| WHAT IS BEING ASKED |
Continue the langchain-replay project description below, picking up after its last sentence.

| PAGE TEXT |
=== Begin Enclosure ===

Skip to main content

Record and replay LangChain/LangGraph agent decisions while tools execute against the real filesystem.

Project description

langchain-replay

Record and replay LangChain/LangGraph agent decisions while tools execute against the real filesystem.

Testing LLM agents is expensive and non-deterministic. HTTP-level cassette libraries (VCR.py, responses) record raw requests, but they never let your tool code actually run, so tests stop reflecting reality.

langchain-replay takes a different approach: it records the LLM's decisions (which tool to call, with what arguments, what text to return), then on replay it yields those recorded decisions while actually executing the tools. Your tests exercise real tool code paths without paying for LLM calls.

Status

Pre-1.0 (0.x). The API will change as real usage exposes rough edges. Pin tightly.

=== End Enclosure ===

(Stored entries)
=== Begin Enclosure ===

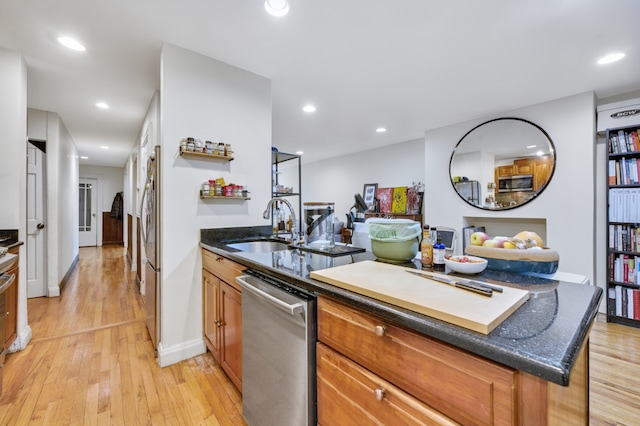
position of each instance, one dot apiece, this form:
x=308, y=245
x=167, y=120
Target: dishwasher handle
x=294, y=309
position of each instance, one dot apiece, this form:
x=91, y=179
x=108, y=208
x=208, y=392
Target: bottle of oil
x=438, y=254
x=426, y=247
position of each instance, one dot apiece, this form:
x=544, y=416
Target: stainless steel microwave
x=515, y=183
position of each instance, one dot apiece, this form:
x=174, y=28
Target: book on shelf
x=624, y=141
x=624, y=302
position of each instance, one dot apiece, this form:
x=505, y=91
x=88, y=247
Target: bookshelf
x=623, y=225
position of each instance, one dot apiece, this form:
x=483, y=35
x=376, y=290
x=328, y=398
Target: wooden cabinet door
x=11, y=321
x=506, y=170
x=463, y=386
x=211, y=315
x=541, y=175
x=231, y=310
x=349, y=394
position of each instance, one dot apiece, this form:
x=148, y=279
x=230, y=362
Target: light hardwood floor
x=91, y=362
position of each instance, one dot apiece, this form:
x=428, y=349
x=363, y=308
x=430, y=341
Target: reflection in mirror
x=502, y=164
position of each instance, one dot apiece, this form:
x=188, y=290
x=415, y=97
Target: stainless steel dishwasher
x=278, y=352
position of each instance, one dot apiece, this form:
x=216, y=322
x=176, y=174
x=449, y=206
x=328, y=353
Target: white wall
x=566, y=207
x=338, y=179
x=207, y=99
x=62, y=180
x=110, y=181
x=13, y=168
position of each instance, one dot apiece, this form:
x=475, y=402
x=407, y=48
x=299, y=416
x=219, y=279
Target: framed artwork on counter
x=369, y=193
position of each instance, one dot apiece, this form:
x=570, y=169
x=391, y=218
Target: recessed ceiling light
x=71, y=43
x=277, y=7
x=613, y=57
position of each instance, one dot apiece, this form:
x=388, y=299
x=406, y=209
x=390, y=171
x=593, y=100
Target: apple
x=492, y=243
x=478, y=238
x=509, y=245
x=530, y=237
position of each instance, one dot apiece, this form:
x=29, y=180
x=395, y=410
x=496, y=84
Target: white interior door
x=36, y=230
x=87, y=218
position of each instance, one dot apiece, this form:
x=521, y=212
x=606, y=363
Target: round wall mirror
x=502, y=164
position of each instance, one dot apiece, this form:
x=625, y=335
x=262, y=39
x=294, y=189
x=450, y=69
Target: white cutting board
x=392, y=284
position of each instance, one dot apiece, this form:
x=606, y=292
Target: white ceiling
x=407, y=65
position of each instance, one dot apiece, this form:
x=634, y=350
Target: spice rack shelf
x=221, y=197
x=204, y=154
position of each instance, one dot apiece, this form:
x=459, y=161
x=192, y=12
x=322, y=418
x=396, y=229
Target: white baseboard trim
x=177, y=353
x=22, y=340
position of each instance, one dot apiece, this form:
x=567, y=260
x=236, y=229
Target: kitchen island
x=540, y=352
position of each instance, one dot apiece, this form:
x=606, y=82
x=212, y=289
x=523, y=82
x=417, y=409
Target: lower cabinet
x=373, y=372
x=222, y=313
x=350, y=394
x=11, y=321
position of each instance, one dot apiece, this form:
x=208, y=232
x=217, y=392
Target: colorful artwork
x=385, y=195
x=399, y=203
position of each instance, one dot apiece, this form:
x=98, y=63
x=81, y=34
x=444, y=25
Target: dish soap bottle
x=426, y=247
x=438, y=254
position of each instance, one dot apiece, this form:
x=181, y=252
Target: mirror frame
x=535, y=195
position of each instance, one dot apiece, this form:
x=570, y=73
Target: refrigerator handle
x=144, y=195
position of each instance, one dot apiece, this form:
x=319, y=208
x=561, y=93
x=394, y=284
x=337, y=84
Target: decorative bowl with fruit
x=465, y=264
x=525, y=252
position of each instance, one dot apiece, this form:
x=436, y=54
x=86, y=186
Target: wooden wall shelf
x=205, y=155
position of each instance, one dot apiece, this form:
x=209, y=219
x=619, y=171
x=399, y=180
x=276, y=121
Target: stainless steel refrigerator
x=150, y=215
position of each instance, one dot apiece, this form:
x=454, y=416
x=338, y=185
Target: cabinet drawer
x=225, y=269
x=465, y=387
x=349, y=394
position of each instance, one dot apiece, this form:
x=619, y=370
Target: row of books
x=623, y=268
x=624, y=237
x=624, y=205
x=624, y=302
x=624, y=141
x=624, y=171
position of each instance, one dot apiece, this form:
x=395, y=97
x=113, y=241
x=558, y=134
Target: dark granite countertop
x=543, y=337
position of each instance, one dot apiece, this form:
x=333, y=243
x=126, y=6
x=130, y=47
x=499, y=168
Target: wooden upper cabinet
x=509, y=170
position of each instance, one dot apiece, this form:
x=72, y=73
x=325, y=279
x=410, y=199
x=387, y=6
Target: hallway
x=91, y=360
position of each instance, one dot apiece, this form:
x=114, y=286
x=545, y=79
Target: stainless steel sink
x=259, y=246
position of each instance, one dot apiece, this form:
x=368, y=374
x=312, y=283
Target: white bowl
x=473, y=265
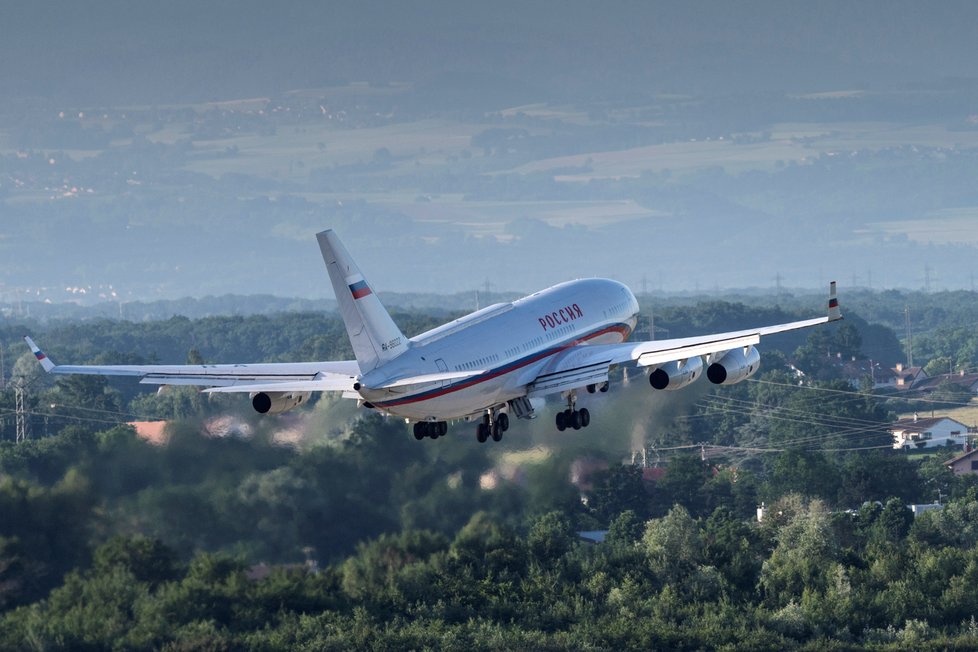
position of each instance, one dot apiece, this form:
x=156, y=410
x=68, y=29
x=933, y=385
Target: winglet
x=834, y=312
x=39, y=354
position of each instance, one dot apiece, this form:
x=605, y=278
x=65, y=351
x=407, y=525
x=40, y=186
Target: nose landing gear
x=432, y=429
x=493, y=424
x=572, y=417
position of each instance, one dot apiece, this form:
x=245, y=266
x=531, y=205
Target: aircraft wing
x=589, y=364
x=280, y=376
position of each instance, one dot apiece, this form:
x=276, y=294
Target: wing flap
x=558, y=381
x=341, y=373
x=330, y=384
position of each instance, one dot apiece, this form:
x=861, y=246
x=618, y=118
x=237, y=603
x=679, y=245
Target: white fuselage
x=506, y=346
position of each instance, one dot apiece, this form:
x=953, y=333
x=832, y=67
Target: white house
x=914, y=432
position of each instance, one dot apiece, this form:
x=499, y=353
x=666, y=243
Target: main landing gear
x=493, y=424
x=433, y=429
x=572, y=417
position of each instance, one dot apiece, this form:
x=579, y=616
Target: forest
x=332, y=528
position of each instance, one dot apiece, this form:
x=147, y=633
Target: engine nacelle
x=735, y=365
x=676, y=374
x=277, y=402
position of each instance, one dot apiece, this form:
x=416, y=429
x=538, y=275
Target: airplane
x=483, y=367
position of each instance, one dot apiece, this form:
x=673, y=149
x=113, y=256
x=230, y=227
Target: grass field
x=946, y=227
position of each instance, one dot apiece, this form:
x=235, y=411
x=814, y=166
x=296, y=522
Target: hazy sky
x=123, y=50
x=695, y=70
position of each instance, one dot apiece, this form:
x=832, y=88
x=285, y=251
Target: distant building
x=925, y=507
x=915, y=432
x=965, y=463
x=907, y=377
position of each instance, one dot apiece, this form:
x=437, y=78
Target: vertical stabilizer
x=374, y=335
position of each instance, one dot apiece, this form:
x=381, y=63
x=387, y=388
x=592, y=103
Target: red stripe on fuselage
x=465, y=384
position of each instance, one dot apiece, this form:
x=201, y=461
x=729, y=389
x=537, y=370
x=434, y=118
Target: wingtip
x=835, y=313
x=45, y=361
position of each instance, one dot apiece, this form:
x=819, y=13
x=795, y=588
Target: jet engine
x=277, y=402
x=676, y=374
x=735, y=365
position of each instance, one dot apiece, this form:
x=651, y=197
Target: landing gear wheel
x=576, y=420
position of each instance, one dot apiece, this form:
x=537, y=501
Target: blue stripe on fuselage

=== End Enclosure ===

| EXPECTED ANSWER |
Installation

pip install langchain-replay
# Optional pytest plugin:
pip install "langchain-replay[pytest]"

30-second example

import asyncio
from datetime import datetime
from pathlib import Path

import langchain.agents  # see "Where to patch" below — do NOT use `from langchain.agents import create_agent`
from langchain_community.tools import WriteFileTool

from langchain_replay import AgentFactoryRegistry, AutoRecordReplayContext

registry = AgentFactoryRegistry()
registry.register("langchain.agents.create_agent")

ctx = AutoRecordReplayContext(Path("tests/replay-recordings"), agent_registry=registry)

tools = [WriteFileTool(root_dir=str(Path(__file__).parent.absolute()))]

topic = "Vapnik-Chervonenkis dimension"
filename = datetime.now().strftime("%Y-%m-%d_%H-%M-%S") + ".md"
messages = {
    "messages": [
        {
            "role": "user",
            "content": f"Briefly explain {topic} and write it to a file called {filename}.",
        }
    ]
}


async def main():
    with ctx.for_fixture("my_test", "first_run"):
        agent = langchain.agents.create_agent(model="claude-haiku-4-5-20251001", tools=tools)
        result = await agent.ainvoke(messages)
        print(result)


if __name__ == "__main__":
    asyncio.run(main())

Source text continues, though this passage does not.